> What needs to be done:
Write out word for word every line from the line with "of the reddish-brown" to the line with "x=926, y=610", including both of those lines. Leave the pictures out of your answer.

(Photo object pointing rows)
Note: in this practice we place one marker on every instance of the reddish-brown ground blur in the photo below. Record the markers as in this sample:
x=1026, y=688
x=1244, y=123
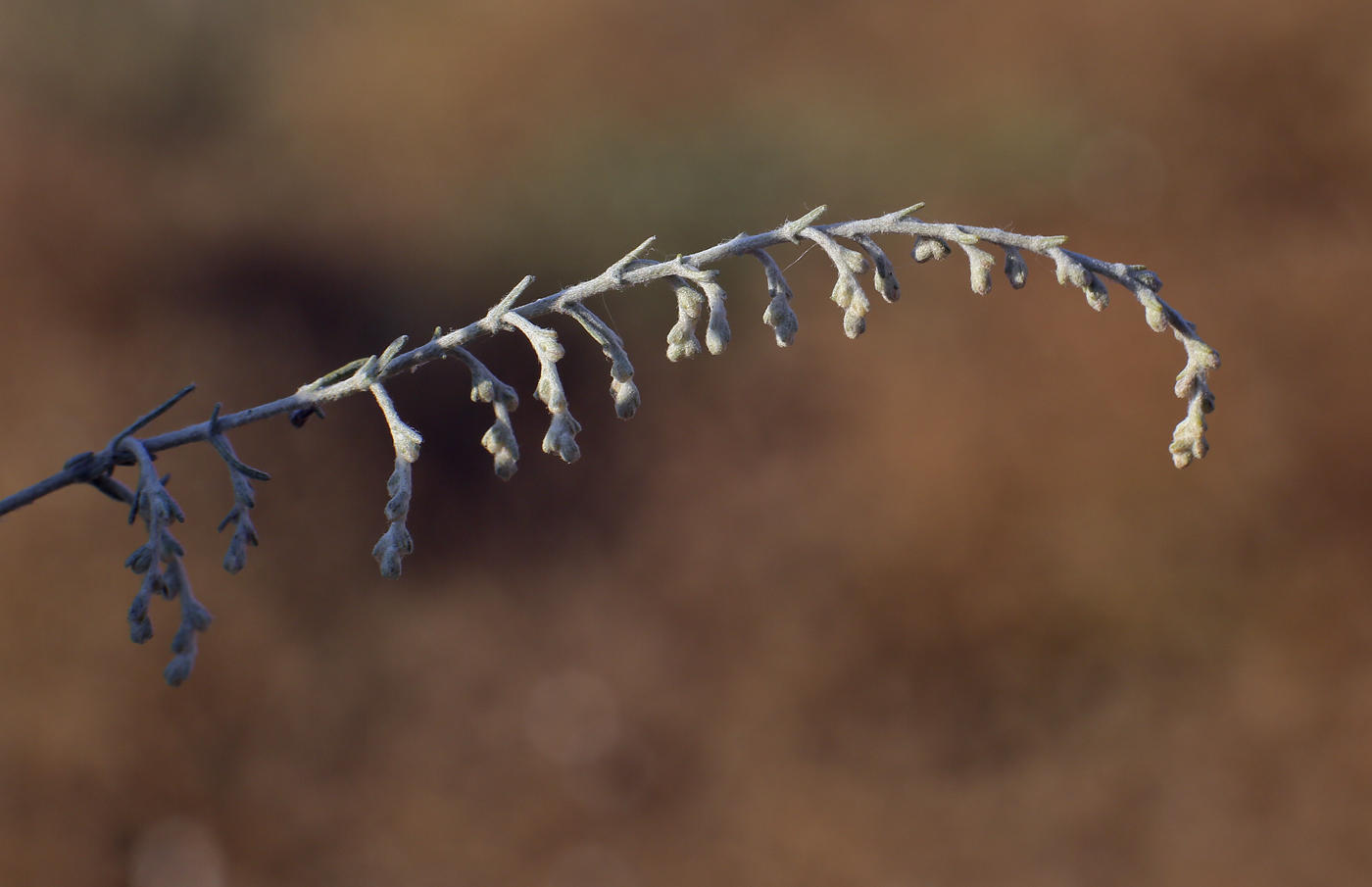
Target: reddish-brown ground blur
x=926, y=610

* * *

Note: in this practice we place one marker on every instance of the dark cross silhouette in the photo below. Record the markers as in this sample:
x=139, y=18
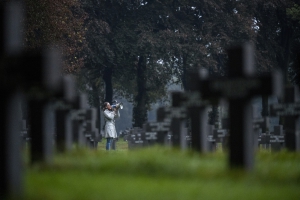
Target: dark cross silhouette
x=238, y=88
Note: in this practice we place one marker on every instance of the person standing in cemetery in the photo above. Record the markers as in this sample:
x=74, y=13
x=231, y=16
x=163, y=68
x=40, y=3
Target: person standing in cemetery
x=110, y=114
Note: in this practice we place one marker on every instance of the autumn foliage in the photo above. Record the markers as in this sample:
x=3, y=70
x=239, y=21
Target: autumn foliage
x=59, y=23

> The solution:
Note: in this practice we place one marker on every instance of the reddish-brown ground blur in the photo below. Record the markers as in this sample:
x=1026, y=688
x=1244, y=123
Target: reddish-brown ground blur
x=926, y=610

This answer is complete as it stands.